### Task:
Gather every line of the records that contains the string "white", treating uppercase and lowercase as different.

### Material supplied:
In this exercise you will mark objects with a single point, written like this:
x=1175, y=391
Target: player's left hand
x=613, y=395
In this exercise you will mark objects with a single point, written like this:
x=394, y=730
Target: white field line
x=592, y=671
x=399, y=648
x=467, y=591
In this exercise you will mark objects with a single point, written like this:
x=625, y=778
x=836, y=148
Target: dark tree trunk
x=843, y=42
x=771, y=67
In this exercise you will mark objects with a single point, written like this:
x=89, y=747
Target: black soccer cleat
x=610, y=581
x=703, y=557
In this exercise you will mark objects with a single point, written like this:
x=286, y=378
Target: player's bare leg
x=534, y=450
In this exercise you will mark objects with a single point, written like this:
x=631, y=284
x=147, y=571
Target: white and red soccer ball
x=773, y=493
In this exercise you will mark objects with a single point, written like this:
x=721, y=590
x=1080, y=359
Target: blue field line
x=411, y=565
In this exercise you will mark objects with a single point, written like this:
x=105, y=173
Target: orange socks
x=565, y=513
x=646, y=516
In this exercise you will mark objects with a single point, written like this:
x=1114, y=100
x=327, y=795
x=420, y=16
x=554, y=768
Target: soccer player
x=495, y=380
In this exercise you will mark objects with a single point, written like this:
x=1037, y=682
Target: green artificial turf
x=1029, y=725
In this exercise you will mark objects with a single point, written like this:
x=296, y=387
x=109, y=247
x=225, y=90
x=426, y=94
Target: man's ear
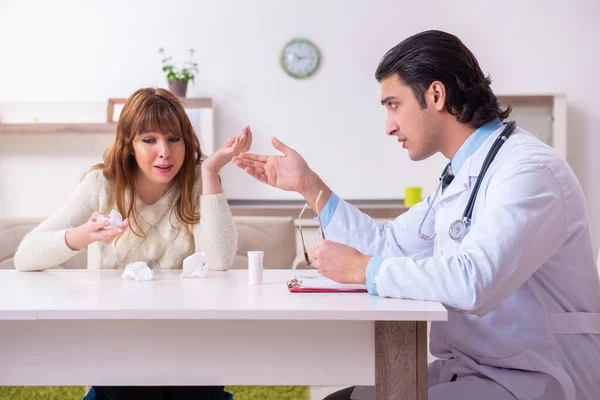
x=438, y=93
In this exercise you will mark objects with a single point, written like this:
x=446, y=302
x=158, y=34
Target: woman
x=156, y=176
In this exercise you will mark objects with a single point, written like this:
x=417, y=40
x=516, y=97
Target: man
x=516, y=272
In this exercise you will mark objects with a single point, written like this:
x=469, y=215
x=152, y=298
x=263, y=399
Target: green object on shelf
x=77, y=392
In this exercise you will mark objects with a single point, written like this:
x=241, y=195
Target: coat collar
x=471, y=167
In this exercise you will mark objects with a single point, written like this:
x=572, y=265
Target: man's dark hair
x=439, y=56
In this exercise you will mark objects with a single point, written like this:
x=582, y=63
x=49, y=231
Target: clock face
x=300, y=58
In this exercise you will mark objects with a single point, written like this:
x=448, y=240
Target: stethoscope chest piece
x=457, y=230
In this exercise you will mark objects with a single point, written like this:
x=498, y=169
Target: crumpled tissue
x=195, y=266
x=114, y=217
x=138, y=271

--

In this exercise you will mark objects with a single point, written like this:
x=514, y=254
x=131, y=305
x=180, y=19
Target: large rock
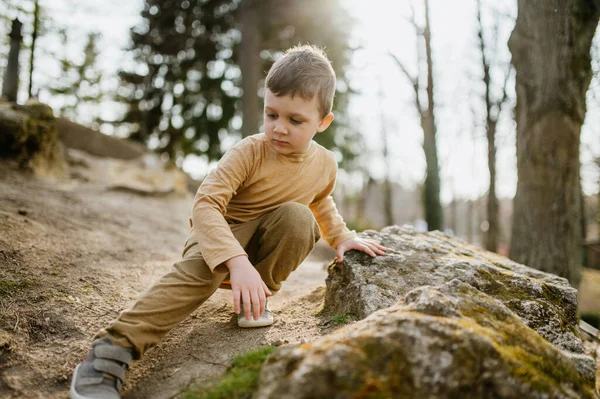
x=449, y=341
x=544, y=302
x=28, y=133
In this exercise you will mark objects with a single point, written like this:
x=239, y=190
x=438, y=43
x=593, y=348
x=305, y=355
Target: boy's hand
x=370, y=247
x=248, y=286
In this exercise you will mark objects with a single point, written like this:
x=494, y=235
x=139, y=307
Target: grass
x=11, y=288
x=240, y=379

### Solution:
Target: white field line
Target: white and red soccer ball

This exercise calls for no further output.